WHAT TO PRODUCE: For the records that follow, work out how many lines include "harness" and give only that count.

Free-text object descriptions:
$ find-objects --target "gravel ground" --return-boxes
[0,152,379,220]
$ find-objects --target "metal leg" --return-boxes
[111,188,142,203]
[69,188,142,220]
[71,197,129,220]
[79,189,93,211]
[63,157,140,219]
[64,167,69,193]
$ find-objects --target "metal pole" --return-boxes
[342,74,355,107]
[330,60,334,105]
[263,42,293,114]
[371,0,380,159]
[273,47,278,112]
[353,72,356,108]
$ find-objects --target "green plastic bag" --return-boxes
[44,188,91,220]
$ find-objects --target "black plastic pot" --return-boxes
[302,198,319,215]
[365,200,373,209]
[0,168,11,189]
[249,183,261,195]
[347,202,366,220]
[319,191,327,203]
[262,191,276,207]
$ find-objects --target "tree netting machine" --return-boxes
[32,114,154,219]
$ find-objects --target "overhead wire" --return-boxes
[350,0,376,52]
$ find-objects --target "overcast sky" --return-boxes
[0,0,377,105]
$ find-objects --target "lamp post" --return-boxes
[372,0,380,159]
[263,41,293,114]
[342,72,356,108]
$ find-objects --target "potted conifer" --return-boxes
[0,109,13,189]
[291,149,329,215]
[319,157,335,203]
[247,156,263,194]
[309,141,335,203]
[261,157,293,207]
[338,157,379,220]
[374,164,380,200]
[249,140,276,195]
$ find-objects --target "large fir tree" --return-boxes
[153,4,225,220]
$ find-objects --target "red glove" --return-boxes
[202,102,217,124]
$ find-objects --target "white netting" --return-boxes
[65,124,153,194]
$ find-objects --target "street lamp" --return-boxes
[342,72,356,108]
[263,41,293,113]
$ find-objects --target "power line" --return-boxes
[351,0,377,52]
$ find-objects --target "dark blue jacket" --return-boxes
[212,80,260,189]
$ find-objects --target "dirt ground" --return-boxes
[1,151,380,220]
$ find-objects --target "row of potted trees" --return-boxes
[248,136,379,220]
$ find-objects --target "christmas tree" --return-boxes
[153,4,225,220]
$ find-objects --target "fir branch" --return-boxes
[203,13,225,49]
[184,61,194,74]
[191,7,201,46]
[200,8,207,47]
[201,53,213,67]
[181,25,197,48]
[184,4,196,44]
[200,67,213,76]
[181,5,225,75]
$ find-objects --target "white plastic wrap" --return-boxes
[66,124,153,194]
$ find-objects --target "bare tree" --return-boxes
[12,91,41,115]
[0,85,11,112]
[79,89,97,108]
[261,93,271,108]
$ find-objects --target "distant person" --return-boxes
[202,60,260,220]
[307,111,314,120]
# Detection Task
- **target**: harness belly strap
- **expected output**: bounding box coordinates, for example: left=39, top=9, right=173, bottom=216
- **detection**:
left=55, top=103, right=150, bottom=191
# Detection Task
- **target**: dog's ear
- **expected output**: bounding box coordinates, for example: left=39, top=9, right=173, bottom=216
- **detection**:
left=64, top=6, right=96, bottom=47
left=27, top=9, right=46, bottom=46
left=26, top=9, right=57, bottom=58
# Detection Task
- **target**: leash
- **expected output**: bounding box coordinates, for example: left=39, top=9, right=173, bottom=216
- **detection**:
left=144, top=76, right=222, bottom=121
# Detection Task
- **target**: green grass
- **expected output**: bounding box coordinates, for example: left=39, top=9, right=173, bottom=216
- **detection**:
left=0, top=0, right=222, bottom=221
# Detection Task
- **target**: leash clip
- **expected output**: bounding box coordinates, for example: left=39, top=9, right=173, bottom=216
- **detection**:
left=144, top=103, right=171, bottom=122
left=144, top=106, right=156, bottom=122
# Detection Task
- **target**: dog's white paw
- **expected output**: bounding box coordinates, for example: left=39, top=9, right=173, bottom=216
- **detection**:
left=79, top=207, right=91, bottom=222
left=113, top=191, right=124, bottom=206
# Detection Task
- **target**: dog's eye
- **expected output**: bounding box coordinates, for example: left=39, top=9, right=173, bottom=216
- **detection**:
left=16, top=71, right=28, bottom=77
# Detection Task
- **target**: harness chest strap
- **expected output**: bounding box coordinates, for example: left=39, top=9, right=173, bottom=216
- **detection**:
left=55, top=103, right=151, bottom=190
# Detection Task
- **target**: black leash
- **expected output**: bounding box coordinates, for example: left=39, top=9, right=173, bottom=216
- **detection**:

SOLUTION: 2